** Job **
Could you transcribe the material below exactly, without leaving out a single line?

start

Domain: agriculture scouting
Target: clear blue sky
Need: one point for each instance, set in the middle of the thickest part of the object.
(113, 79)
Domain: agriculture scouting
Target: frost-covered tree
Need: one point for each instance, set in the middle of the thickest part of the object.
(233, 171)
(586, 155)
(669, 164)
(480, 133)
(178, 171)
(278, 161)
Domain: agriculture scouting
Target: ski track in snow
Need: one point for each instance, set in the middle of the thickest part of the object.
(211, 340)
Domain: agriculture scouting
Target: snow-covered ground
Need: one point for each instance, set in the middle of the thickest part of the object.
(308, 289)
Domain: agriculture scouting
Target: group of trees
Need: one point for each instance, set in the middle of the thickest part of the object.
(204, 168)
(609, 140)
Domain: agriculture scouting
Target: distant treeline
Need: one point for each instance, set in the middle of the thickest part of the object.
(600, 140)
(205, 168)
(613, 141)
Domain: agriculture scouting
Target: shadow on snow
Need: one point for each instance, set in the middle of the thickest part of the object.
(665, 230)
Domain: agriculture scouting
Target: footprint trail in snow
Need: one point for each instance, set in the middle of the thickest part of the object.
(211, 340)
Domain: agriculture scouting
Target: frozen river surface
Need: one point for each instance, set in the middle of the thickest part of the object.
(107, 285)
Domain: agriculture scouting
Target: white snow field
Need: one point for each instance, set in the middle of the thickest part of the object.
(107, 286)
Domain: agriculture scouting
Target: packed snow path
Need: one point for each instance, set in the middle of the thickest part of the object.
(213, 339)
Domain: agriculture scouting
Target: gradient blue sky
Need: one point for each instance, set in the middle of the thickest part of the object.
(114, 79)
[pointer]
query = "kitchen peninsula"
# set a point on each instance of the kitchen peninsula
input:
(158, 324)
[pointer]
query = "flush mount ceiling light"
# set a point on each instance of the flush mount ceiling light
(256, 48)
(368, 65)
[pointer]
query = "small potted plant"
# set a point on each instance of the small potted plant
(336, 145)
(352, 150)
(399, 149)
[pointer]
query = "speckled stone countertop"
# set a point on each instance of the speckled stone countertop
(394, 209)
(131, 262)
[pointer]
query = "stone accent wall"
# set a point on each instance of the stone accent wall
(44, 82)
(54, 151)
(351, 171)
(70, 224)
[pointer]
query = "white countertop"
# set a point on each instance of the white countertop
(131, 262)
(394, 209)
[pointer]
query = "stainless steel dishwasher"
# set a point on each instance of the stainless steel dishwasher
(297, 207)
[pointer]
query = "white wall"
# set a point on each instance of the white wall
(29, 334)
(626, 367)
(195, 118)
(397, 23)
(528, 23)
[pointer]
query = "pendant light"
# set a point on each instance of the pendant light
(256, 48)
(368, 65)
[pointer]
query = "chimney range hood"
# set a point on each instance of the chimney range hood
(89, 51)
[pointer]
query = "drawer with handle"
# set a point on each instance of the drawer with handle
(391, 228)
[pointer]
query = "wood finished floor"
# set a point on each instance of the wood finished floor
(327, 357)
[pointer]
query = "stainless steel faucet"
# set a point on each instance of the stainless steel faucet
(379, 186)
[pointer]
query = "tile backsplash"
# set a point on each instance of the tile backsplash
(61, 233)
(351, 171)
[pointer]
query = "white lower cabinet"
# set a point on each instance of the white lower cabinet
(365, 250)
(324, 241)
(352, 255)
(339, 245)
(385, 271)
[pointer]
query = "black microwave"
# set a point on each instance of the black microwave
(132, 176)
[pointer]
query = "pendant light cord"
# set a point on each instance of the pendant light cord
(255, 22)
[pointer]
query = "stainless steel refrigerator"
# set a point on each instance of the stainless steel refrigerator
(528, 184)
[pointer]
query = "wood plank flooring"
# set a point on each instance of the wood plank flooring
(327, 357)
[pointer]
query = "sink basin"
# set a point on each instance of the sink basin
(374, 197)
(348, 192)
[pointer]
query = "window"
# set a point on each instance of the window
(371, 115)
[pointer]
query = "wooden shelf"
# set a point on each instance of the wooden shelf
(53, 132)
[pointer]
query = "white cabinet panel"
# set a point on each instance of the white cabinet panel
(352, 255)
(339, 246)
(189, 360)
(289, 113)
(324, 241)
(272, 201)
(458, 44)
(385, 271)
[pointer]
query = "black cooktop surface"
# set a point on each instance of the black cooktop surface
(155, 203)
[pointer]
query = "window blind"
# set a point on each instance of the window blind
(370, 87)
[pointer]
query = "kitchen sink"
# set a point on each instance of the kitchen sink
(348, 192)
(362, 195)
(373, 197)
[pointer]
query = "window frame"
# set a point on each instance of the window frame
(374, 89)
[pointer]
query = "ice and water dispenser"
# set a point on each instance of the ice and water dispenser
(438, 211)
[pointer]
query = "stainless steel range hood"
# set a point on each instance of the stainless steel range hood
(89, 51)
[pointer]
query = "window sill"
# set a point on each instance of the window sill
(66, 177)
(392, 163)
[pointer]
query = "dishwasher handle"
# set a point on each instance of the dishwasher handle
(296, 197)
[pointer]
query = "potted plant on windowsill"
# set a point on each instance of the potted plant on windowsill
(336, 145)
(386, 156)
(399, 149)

end

** Written answer **
Domain: agriculture scouting
Target: clear blue sky
Need: one point for each instance, set in the middle of the thickest part of the object.
(113, 79)
Domain: agriculture scouting
Target: frost-covered tree
Need: one point for each instance, set in the middle of the thickest part of the object.
(233, 171)
(586, 155)
(669, 164)
(480, 133)
(178, 171)
(278, 161)
Domain: agriculture scouting
Target: ski track in snow
Need: one point for each instance, set in the middle of the thickest part of the object.
(211, 340)
Domain: agriculture scouting
Target: snow-covered ground
Need: one point for each instance, set in the middle of the thickest part of the object.
(308, 289)
Domain: agriculture scouting
Target: group of trees
Need: one point for each instance, set in the middle of the thickest part of the object.
(204, 168)
(609, 140)
Domain: agriculture scouting
Target: distant treeline
Need: one point for each instance, set in the middle of the thickest part of the object.
(600, 140)
(205, 168)
(613, 141)
Domain: agriculture scouting
Target: shadow on snow
Need: one point for each instance, set in the middle of the thickest part of the object.
(665, 230)
Domain: agriculture scouting
Target: footprint trail in snow
Need: one point for each instance, set in the middle of the thickest part of the object.
(211, 340)
Domain: agriculture scouting
Target: frozen river surface
Need: one point for each instance, set in the middle of the thickest part of the object.
(107, 285)
Domain: agriculture scouting
Target: white snow field
Need: one point for each instance, set in the middle of the thickest part of the object.
(107, 286)
Domain: agriculture scouting
Target: packed snow path
Need: one point for each instance, set in the middle of the thickest part of the object.
(213, 339)
Domain: agriculture scouting
Target: gradient blue sky
Need: one point for each instance, set in the middle of the thickest part of the object.
(114, 79)
[pointer]
query = "kitchen peninsula"
# set a point on each instance of the kitchen peninsula
input:
(158, 324)
[pointer]
query = "flush mount ceiling light"
# set a point on each instance of the flush mount ceiling light
(256, 48)
(368, 65)
[pointer]
query = "small potted plant"
# set a point on each instance of the small potted plant
(336, 145)
(352, 150)
(399, 149)
[pointer]
query = "speckled stone countertop"
# set a point on each instance of the speckled stone countertop
(394, 209)
(131, 262)
[pointer]
query = "stone accent wall"
# set a point on each instance of the stone accent wall
(44, 82)
(54, 151)
(351, 171)
(70, 224)
[pointer]
query = "white countertop"
# set a point on each instance of the white countertop
(131, 262)
(394, 209)
[pointer]
query = "stainless steel dishwasher"
# set a point on each instance of the stainless steel dishwasher
(297, 207)
[pointer]
query = "white wall"
# set a point on each instance of the white wall
(29, 334)
(626, 367)
(195, 118)
(397, 23)
(528, 23)
[pointer]
query = "pendant light"
# set a point on each instance of the pendant light
(256, 48)
(368, 65)
[pointer]
query = "chimney range hood"
# set a point on each instance of the chimney range hood
(89, 51)
[pointer]
query = "drawer with handle"
# set a point on each instance of the drawer with handle
(391, 228)
[pointer]
query = "wood finished floor"
# set a point on each instance of the wood finished floor
(327, 357)
[pointer]
query = "stainless steel faucet"
# set a point on each instance of the stainless steel faucet
(379, 186)
[pointer]
query = "tile backsplash"
# set a point on each instance of the tile backsplash
(61, 233)
(351, 171)
[pointer]
query = "white lower cabinet"
# set a point on each instance of the white lower cabinet
(365, 250)
(324, 241)
(352, 255)
(339, 245)
(385, 271)
[pointer]
query = "black microwave"
# set a point on each instance of the black microwave
(132, 176)
[pointer]
query = "pendant light cord"
# set a point on each instance of the pendant light cord
(255, 22)
[pointer]
query = "stainless steel refrigerator"
# set a point on each instance of the stainless steel refrigerator
(528, 184)
[pointer]
query = "wood plank flooring"
# set a point on each instance of the wood plank flooring
(327, 357)
[pointer]
query = "sink basin"
# set a point on each instance of the sink basin
(374, 197)
(348, 192)
[pointer]
query = "window"
# set a point on each instance of the window
(371, 115)
[pointer]
query = "wooden shelf"
# set a point on each instance of the wooden shelf
(53, 132)
[pointer]
query = "white cabinet panel"
# set a point on each instance of the white cabinet panel
(352, 255)
(339, 246)
(189, 360)
(289, 113)
(324, 241)
(272, 201)
(458, 44)
(385, 271)
[pointer]
query = "black cooktop surface"
# set a point on each instance of the black cooktop surface
(155, 203)
[pointer]
query = "window blind"
# set a point on each instance of the window blind
(370, 87)
[pointer]
query = "kitchen sink"
# set a point on each instance of the kitchen sink
(348, 192)
(362, 195)
(373, 197)
[pointer]
query = "window frame"
# set a point on each instance of the window frame
(374, 89)
[pointer]
query = "ice and water dispenser"
# set a point on each instance of the ice and water dispenser
(438, 211)
[pointer]
query = "stainless steel range hood"
# set a point on each instance of the stainless steel range hood
(89, 51)
[pointer]
query = "window sill"
# set a point on each instance of the window sill
(66, 177)
(392, 163)
[pointer]
query = "dishwasher handle"
# set a point on each instance of the dishwasher handle
(296, 197)
[pointer]
query = "potted plant on windowsill"
# set a point on each instance of the potted plant on windowsill
(336, 145)
(386, 156)
(399, 149)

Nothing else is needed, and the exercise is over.